───── FONTE ─────
Tinha fortes expectativas para este livro. Não só porque me parece que o tema do sufrágio feminino e da luta das mulheres pelos seus direitos é assunto que não devemos esquecer, mas também porque estava especialmente intrigado com o que poderia vir deste livro.
Lançado, a propósito, no dia Mundial da Mulher, este Uma Mulher, Um Voto conta-nos a história, de forma verdadeiramente exaustiva (já lá irei), de como as mulheres espanholas lutaram e conquistaram - aos poucos, porque ainda há trabalho a precisar de ser feito – os seus direitos mais básicos, com o direito ao voto no topo da lista.
O livro é, pois, uma viagem ao passado, em que a argumentista Alicia Palmer nos dá uma história devidamente documentada em termos cronológico-históricos sobre a luta da classe feminina em Espanha. Para tal, revela-nos de forma detalhada a relevância de Clara Campoamor na consciencialização política de Espanha, numa primeira fase, até à conquista do direito ao voto (que somente foi conquistado em 1931) e da participação cívica das mulheres espanholas, numa etapa seguinte.
Paralelamente, este Uma Mulher, Um Voto conta-nos a história pessoal de Mari Luz, uma mulher da aldeia que chega a Madrid para trabalhar na Real Fábrica de Tabacos. Mesmo sendo uma mulher de um meio menos urbano, depressa se começa a interessar pelo tema dos direitos femininos através do contacto que vai tendo com as outras mulheres da fábrica de tabaco. A observação da vida de outras mulheres da fábrica, bem como as conversas que com elas enceta, permitem a Mari Luz ganhar consciência das injustiças que, então, afetavam as mulheres e de como a sociedade estava pensada para assegurar direitos aos homens e relegar a mulher para um segundo plano.
─────
- **O QUE SE PEDE**
Indique se cada afirmação está de acordo com a crítica a Uma Mulher, Um Voto apresentada acima, respondendo sim ou não e citando textualmente as palavras que o decidem: (a) as mulheres espanholas só conquistaram o direito ao voto em 1931; (b) Mari Luz chega a Madrid para trabalhar numa fábrica têxtil; (c) o livro foi lançado no Dia Mundial da Mulher.
───── DADOS FORNECIDOS ─────
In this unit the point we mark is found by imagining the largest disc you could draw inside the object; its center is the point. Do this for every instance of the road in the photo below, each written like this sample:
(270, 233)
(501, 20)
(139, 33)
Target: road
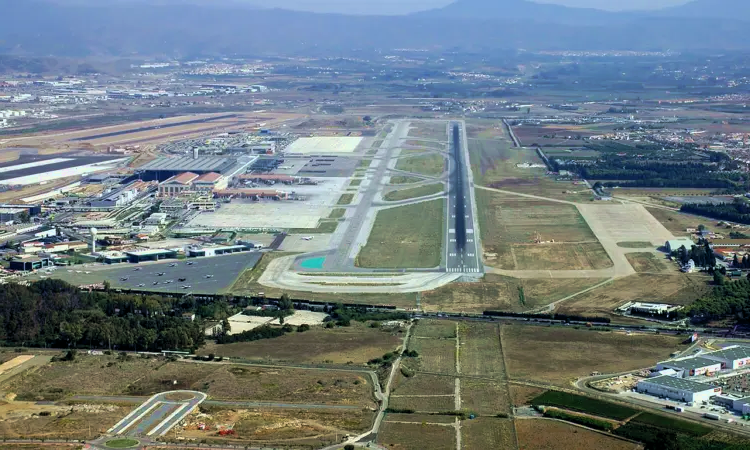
(462, 255)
─────
- **RESPOSTA**
(a) Sim: «que somente foi conquistado em 1931».
(b) Não: «chega a Madrid para trabalhar na Real Fábrica de Tabacos».
(c) Sim: «Lançado, a propósito, no dia Mundial da Mulher».